Start of Materials provided

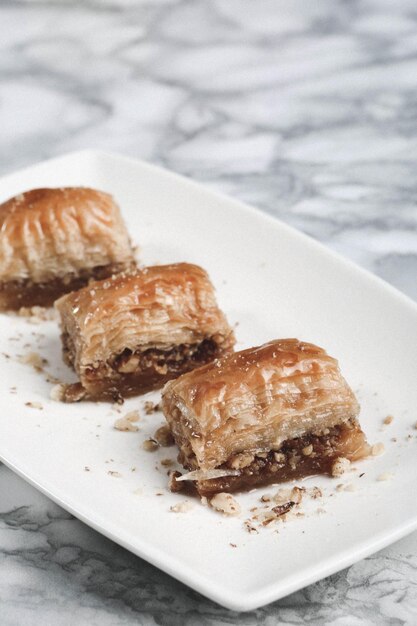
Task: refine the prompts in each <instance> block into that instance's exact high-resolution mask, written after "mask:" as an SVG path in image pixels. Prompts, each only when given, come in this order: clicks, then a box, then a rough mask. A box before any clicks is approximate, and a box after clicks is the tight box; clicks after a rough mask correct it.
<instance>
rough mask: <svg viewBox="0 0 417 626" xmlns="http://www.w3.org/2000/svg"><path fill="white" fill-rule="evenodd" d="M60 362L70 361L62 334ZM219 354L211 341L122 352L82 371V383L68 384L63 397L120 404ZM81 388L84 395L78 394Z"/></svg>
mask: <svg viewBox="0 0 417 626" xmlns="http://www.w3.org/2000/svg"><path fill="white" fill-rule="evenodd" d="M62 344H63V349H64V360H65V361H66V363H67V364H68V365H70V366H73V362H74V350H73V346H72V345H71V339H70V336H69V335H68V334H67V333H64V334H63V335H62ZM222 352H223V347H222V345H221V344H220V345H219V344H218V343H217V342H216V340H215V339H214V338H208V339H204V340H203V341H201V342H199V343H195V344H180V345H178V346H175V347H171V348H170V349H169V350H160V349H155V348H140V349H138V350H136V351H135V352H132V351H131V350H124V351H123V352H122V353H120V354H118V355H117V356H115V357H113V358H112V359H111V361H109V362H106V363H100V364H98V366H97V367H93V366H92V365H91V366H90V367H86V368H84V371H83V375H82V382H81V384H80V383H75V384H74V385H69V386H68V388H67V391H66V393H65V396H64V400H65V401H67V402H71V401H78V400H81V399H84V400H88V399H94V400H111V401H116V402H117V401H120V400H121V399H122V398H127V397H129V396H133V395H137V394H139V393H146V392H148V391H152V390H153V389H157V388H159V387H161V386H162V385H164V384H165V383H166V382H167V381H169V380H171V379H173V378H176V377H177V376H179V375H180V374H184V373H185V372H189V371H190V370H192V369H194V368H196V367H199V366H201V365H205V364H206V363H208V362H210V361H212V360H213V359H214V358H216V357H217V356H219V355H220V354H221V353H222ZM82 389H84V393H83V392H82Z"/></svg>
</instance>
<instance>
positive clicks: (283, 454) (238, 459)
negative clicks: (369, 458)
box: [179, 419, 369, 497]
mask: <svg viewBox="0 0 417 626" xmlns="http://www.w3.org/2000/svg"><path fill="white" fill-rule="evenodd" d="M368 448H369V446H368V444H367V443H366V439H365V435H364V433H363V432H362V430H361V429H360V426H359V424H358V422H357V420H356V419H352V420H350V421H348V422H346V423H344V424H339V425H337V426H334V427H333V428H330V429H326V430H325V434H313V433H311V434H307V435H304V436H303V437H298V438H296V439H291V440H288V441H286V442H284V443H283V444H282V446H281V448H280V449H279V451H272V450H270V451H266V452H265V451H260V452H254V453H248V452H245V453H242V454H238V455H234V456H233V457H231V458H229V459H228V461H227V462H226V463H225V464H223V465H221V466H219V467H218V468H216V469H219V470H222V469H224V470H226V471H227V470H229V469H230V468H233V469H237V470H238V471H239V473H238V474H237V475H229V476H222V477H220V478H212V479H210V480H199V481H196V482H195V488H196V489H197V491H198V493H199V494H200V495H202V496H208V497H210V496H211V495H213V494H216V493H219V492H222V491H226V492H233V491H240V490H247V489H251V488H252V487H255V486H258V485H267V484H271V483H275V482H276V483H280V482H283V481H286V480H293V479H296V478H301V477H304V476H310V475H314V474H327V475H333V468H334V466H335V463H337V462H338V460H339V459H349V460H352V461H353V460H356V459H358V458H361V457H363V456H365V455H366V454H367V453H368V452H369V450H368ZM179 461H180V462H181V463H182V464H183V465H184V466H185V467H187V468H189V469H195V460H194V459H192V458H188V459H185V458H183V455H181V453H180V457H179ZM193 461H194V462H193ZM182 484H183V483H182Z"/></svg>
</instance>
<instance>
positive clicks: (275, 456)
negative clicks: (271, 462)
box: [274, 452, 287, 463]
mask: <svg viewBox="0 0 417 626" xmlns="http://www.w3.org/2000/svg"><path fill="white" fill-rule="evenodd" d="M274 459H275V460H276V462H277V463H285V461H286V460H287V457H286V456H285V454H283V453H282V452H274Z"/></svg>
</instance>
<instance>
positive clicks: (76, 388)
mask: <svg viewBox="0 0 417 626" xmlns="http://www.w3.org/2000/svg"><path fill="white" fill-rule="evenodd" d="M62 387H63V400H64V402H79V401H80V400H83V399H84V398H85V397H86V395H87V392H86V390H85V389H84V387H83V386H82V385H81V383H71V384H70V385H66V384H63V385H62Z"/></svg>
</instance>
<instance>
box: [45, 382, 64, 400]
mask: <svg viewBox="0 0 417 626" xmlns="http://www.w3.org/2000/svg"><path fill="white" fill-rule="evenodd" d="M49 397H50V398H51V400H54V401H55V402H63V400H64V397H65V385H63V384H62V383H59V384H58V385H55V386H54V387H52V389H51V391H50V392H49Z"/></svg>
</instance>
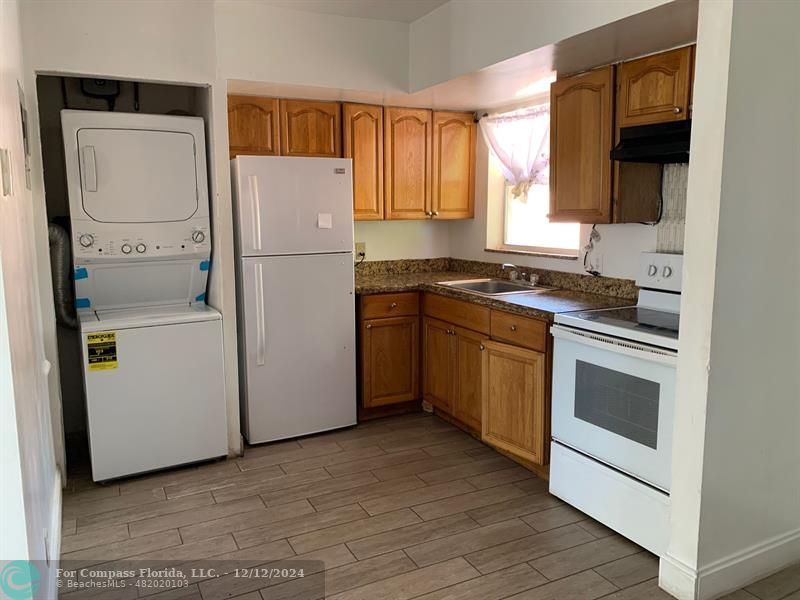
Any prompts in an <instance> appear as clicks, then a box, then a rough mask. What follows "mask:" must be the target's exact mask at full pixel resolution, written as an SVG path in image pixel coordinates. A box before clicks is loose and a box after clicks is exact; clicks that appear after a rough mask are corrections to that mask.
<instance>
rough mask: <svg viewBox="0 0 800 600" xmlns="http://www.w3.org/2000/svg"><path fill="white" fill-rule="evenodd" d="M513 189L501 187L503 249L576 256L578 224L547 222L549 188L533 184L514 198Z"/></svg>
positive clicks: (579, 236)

End of Materials provided

What is required: Could you render the material above as a numbered list, one line per item and no blank lines, leaving out the pictures?

Response to the task:
1. Task: refine the prompts in each <instance> block into that instance's exact high-resolution mask, written after "mask:" as an SVG path in image pixels. Prompts, each only when given, come in this order: clicks, then a box, then a rough mask. A box before any clicks is approximate, and a box after clicks is the tight box; clicks after a rough mask correct it.
2. <instance>
3. rough mask: <svg viewBox="0 0 417 626" xmlns="http://www.w3.org/2000/svg"><path fill="white" fill-rule="evenodd" d="M60 362L70 361L62 334ZM219 354L211 341L122 352L82 371V383L68 384L63 397L120 404ZM81 388L84 395L78 394Z"/></svg>
4. mask: <svg viewBox="0 0 417 626" xmlns="http://www.w3.org/2000/svg"><path fill="white" fill-rule="evenodd" d="M62 344H63V349H64V360H65V361H66V363H67V364H68V365H70V366H73V362H74V350H73V346H72V345H71V339H70V336H69V335H68V334H67V333H64V334H63V335H62ZM222 352H223V347H222V345H221V344H220V345H219V344H218V343H217V342H216V340H215V339H214V338H208V339H204V340H203V341H201V342H199V343H195V344H180V345H178V346H175V347H171V348H170V349H169V350H160V349H155V348H140V349H138V350H136V351H135V352H132V351H131V350H124V351H123V352H122V353H120V354H118V355H117V356H115V357H113V358H112V359H111V361H109V362H106V363H100V364H98V366H97V367H93V366H92V365H91V366H90V367H86V368H84V371H83V375H82V382H81V384H80V383H75V384H74V385H69V386H68V388H67V391H66V393H65V396H64V400H65V401H67V402H71V401H78V400H81V399H84V400H88V399H94V400H111V401H116V402H117V401H120V400H121V399H122V398H127V397H129V396H133V395H137V394H139V393H146V392H148V391H152V390H153V389H157V388H159V387H161V386H162V385H164V384H165V383H166V382H167V381H169V380H171V379H173V378H176V377H177V376H179V375H180V374H184V373H185V372H189V371H190V370H192V369H194V368H196V367H199V366H201V365H205V364H206V363H208V362H210V361H212V360H213V359H214V358H216V357H217V356H219V355H220V354H221V353H222ZM82 389H84V393H83V392H82Z"/></svg>
5. </instance>
6. <instance>
7. positive clicks: (283, 454) (238, 459)
8. negative clicks: (369, 458)
9. box: [179, 419, 369, 497]
10. mask: <svg viewBox="0 0 417 626" xmlns="http://www.w3.org/2000/svg"><path fill="white" fill-rule="evenodd" d="M368 448H369V446H368V444H367V443H366V439H365V435H364V433H363V432H362V430H361V429H360V426H359V424H358V422H357V420H356V419H352V420H350V421H348V422H346V423H344V424H339V425H337V426H334V427H333V428H330V429H326V430H325V434H313V433H311V434H307V435H304V436H303V437H298V438H296V439H291V440H288V441H286V442H284V443H283V444H282V446H281V448H280V449H279V451H272V450H270V451H266V452H265V451H260V452H254V453H248V452H245V453H242V454H238V455H234V456H233V457H231V458H229V459H228V461H227V462H226V463H225V464H223V465H221V466H219V467H218V468H216V469H219V470H222V469H224V470H226V471H227V470H229V469H230V468H233V469H237V470H238V471H239V473H238V474H237V475H229V476H222V477H220V478H212V479H210V480H199V481H196V482H195V488H196V489H197V491H198V493H199V494H200V495H202V496H208V497H210V496H211V495H213V494H216V493H219V492H222V491H226V492H233V491H240V490H247V489H251V488H252V487H255V486H258V485H267V484H271V483H275V482H276V483H280V482H283V481H286V480H293V479H296V478H301V477H304V476H310V475H314V474H327V475H333V468H334V466H335V463H337V462H338V460H339V459H349V460H352V461H353V460H356V459H358V458H361V457H363V456H365V455H366V454H367V453H368V452H369V450H368ZM179 461H180V462H181V463H182V464H183V465H184V466H185V467H187V468H189V469H195V460H194V459H192V458H188V459H185V458H183V455H181V453H180V457H179ZM193 461H194V462H193ZM182 484H183V483H182Z"/></svg>
11. </instance>
12. <instance>
13. positive clicks: (275, 456)
14. negative clicks: (271, 462)
15. box: [274, 452, 287, 463]
16. mask: <svg viewBox="0 0 417 626" xmlns="http://www.w3.org/2000/svg"><path fill="white" fill-rule="evenodd" d="M274 459H275V460H276V462H277V463H285V461H286V460H287V457H286V456H285V454H283V453H282V452H274Z"/></svg>
17. </instance>
18. <instance>
19. positive clicks: (76, 388)
20. mask: <svg viewBox="0 0 417 626" xmlns="http://www.w3.org/2000/svg"><path fill="white" fill-rule="evenodd" d="M62 387H63V400H64V402H79V401H80V400H83V399H84V398H85V397H86V395H87V392H86V390H85V389H84V387H83V386H82V385H81V383H71V384H70V385H66V384H63V385H62Z"/></svg>
21. </instance>
22. <instance>
23. box: [45, 382, 64, 400]
24. mask: <svg viewBox="0 0 417 626" xmlns="http://www.w3.org/2000/svg"><path fill="white" fill-rule="evenodd" d="M49 397H50V398H51V400H54V401H55V402H63V400H64V397H65V385H63V384H62V383H59V384H58V385H55V386H54V387H52V389H51V391H50V392H49Z"/></svg>
25. </instance>
26. Any prompts in an <instance> appear as clicks, then a box, then a rough mask. What follows "mask:" must be the target's exact mask at full pixel resolution, written as an SVG path in image pixel coordinates. A box before clicks is loose and a box after clicks is exact; clicks that appear after a rough mask are corrections to that mask.
27. <instance>
28. rough mask: <svg viewBox="0 0 800 600" xmlns="http://www.w3.org/2000/svg"><path fill="white" fill-rule="evenodd" d="M513 189L501 187L503 249L576 256L578 224L547 222L549 188L533 184L514 198Z"/></svg>
29. positive clicks: (579, 236)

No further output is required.